**PAGINAFRAGMENT**:
+---+

Naar ons idee kan psychopathologie dus in belangrijke mate worden beschouwd als het onvermogen om afstand te nemen van storende preoccupaties en we vragen ons af welke technieken geschikt zijn om het storende en het gepreoccupeerde op te heffen. Voor het beantwoorden daarvan hebben we de hulp ingeroepen van een gezelschap gerenommeerde behandelaars en onderzoekers. Aan ieder van hen hebben we gevraagd de stoornis en de behandelingen op het gebied waarop zij expert zijn, te beschrijven vanuit het perspectief van storende preoccupaties en om manieren aan te geven om daarvan los te komen.

Dit themanummer bevat hun intrigerende en inspirerende reacties. Onze overtuiging dat storende preoccupaties een van de belangrijkste grootste gemene delers is van de psychopathologie, is erdoor gesterkt. Dat een belangrijk deel van de behandeling daarom geregeld op hetzelfde neerkomt, is dan ook niet meer dan logisch. Het is in ons vak toch vaak hetzelfde drama in een steeds wisselend decor!

+---+

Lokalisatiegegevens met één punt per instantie
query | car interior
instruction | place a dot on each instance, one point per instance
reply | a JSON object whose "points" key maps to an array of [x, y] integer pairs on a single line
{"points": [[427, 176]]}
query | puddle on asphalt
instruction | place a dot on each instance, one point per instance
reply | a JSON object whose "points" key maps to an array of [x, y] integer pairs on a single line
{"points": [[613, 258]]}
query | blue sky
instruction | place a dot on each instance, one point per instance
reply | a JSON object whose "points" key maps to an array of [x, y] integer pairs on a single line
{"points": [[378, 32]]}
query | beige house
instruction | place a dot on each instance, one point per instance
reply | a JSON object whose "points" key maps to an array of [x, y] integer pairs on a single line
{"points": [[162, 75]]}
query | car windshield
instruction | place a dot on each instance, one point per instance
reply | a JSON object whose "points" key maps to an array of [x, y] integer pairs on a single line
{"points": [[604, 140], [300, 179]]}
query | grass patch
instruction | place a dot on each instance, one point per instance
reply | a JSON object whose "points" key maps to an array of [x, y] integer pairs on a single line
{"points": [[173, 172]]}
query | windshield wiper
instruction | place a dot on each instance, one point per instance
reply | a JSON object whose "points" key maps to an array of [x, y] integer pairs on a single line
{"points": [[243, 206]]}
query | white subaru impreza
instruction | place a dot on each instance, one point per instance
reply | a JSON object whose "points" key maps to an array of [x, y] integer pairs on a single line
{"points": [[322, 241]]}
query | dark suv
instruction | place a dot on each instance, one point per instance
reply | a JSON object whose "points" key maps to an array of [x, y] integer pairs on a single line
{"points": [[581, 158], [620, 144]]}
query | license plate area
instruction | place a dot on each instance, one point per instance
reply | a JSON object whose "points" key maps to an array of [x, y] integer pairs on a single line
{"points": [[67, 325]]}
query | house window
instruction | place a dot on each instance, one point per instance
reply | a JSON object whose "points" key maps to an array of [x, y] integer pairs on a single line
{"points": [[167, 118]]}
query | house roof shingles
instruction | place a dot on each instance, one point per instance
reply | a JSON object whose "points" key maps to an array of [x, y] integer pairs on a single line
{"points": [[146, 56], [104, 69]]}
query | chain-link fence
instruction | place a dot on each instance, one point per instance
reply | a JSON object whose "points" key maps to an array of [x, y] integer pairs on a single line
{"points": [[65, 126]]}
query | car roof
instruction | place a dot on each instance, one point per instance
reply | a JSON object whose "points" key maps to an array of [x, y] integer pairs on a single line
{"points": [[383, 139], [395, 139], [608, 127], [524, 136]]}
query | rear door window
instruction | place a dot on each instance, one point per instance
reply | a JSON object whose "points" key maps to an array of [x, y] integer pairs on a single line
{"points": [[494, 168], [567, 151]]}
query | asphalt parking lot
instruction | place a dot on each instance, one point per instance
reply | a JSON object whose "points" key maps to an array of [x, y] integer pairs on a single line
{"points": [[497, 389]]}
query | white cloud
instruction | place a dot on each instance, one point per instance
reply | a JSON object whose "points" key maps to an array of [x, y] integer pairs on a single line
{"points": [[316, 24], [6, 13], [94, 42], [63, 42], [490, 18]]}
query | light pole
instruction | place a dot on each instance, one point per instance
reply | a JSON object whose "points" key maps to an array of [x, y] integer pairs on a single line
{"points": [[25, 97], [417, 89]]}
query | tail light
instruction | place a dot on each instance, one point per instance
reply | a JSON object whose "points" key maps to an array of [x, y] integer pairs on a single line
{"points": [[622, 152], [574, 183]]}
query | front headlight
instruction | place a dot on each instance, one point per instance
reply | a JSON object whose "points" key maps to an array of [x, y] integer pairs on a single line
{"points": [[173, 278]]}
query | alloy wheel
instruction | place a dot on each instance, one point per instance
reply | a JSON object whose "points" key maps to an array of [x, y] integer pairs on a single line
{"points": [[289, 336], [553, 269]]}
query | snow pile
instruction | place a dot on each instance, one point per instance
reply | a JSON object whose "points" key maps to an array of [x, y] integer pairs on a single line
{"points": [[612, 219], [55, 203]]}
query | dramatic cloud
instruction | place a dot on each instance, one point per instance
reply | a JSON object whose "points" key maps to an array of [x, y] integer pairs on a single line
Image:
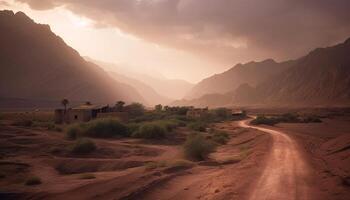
{"points": [[226, 30]]}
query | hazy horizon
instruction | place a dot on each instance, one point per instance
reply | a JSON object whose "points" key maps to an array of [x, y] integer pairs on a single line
{"points": [[170, 40]]}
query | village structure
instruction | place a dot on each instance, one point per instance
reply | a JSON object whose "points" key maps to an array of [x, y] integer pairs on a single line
{"points": [[87, 112], [195, 113]]}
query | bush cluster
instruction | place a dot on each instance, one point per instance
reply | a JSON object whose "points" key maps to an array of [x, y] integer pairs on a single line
{"points": [[220, 137], [100, 128], [150, 130], [83, 146], [261, 119], [198, 126], [197, 147], [34, 180], [23, 122], [285, 118]]}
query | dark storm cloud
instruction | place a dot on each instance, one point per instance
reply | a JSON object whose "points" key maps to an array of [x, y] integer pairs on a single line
{"points": [[229, 30]]}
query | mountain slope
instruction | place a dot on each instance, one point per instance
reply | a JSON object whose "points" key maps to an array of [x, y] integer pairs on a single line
{"points": [[168, 88], [251, 73], [320, 78], [37, 64], [148, 93]]}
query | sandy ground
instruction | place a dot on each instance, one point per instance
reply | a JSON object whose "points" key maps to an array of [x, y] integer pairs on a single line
{"points": [[287, 161], [286, 174]]}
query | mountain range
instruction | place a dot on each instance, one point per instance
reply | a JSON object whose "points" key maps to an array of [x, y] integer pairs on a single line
{"points": [[37, 64], [320, 78]]}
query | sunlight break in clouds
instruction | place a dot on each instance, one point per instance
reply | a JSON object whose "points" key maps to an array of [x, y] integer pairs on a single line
{"points": [[194, 38]]}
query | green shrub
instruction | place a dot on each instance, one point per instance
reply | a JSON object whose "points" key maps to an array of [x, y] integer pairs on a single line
{"points": [[34, 180], [58, 129], [150, 130], [87, 176], [289, 118], [222, 113], [220, 137], [155, 165], [73, 132], [133, 127], [311, 119], [197, 147], [83, 146], [135, 109], [23, 122], [105, 128], [261, 119], [100, 128], [198, 126]]}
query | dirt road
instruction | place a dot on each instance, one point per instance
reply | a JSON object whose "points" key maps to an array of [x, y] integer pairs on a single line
{"points": [[286, 175]]}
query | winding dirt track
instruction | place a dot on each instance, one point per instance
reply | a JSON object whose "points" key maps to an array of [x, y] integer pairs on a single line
{"points": [[286, 174]]}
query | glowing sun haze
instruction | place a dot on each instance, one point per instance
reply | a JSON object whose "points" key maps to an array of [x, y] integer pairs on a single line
{"points": [[190, 39]]}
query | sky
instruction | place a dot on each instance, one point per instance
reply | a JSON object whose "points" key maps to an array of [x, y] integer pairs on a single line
{"points": [[191, 39]]}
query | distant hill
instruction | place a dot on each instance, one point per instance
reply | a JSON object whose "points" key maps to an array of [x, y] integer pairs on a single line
{"points": [[251, 73], [168, 88], [37, 64], [321, 78], [148, 93]]}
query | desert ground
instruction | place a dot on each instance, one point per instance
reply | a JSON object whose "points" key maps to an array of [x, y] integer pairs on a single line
{"points": [[283, 161]]}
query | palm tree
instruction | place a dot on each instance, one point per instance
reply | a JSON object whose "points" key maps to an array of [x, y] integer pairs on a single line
{"points": [[65, 102]]}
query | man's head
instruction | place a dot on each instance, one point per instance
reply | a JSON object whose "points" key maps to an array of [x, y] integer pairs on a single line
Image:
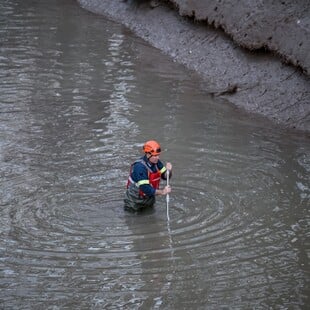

+---+

**OPDRACHT 1**: Wie hebben de schrijvers volgens het paginafragment om hulp gevraagd?
**OPDRACHT 2**: Citeer uit het paginafragment de passage vanaf "Dit themanummer bevat" tot en met "steeds wisselend decor!".
**OPDRACHT 3**: Som op wat de schrijvers volgens het paginafragment aan ieder van de experts hebben gevraagd.

**ANTWOORD 1**: Een gezelschap gerenommeerde behandelaars en onderzoekers.

**ANTWOORD 2**:
Dit themanummer bevat hun intrigerende en inspirerende reacties. Onze overtuiging dat storende preoccupaties een van de belangrijkste grootste gemene delers is van de psychopathologie, is erdoor gesterkt. Dat een belangrijk deel van de behandeling daarom geregeld op hetzelfde neerkomt, is dan ook niet meer dan logisch. Het is in ons vak toch vaak hetzelfde drama in een steeds wisselend decor!

**ANTWOORD 3**:
- De stoornis op hun vakgebied beschrijven vanuit het perspectief van storende preoccupaties
- De behandelingen op hun vakgebied beschrijven vanuit dat perspectief
- Manieren aangeven om van storende preoccupaties los te komen